**What you will do**
Tell how many lines of the entries below include the string "court". Respond with the number alone.

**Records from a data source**

+++++

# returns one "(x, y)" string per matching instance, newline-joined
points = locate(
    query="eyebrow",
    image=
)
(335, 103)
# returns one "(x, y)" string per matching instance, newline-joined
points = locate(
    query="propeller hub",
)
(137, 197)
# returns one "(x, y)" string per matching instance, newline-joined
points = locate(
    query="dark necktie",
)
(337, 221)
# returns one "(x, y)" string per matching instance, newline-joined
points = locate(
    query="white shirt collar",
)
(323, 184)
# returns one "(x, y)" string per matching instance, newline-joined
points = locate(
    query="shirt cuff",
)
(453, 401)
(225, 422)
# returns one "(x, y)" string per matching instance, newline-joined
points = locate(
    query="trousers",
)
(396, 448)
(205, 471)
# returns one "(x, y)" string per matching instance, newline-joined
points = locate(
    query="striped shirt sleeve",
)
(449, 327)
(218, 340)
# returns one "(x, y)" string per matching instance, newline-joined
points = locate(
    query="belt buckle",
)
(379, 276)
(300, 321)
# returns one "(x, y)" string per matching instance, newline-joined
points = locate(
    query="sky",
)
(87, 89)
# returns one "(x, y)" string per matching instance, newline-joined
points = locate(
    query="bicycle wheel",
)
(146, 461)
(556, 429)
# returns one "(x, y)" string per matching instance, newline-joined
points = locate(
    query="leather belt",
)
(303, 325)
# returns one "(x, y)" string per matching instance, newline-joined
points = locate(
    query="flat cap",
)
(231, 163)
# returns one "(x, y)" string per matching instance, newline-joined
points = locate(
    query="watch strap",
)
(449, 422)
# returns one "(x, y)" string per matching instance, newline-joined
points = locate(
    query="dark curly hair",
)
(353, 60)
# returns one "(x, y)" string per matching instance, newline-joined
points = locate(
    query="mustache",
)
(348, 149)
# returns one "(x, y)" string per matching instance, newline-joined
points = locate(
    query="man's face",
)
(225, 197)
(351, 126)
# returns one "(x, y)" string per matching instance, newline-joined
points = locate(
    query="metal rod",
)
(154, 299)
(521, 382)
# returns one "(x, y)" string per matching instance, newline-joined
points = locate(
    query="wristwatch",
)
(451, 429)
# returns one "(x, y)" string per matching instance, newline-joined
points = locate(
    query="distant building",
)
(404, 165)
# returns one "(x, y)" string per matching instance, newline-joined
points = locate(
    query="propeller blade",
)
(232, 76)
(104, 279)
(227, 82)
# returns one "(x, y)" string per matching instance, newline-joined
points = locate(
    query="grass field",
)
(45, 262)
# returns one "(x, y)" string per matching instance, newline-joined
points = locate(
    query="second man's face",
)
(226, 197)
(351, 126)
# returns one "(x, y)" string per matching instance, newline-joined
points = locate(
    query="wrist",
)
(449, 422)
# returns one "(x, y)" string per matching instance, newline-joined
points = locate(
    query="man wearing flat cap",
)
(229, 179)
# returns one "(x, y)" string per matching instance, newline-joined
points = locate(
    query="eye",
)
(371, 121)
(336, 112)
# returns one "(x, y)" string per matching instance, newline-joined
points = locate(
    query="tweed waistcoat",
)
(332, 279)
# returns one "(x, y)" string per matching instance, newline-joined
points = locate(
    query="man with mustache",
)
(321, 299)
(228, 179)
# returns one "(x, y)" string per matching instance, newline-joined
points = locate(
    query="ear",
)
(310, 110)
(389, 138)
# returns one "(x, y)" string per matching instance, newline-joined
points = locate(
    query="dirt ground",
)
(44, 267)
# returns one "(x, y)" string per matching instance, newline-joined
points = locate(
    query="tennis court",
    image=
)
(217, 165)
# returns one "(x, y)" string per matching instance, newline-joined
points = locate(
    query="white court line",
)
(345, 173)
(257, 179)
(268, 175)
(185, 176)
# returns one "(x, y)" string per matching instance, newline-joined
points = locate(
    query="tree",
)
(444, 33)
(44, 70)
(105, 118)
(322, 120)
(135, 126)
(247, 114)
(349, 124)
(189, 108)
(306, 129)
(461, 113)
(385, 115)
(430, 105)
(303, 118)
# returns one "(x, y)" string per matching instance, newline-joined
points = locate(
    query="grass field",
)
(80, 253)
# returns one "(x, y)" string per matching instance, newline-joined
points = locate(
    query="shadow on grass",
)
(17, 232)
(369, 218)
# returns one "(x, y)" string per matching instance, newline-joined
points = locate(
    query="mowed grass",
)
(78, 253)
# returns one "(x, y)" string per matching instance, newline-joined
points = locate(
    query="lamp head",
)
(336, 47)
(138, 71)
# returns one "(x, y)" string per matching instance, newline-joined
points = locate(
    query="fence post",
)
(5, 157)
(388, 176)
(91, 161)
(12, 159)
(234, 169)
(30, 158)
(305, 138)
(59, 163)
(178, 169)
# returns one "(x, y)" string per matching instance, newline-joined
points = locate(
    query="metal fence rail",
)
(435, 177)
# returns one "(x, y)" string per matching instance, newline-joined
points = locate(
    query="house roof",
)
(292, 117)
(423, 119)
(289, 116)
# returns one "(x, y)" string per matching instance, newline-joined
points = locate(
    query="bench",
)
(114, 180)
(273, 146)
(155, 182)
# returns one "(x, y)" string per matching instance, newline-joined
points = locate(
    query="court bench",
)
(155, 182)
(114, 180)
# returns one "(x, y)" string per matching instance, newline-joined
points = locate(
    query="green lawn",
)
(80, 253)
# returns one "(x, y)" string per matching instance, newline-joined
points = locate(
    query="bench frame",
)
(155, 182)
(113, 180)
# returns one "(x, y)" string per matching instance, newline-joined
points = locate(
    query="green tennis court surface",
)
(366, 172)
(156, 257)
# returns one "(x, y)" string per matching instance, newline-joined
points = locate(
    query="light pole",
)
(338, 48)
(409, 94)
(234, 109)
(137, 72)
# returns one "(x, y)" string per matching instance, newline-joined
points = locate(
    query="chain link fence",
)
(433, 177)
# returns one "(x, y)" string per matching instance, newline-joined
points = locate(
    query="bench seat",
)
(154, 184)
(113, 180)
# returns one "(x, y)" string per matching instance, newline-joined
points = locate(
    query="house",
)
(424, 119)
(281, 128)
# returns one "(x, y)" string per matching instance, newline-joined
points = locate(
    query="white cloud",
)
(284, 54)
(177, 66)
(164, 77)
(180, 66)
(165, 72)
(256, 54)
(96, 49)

+++++

**Solution to this problem**
4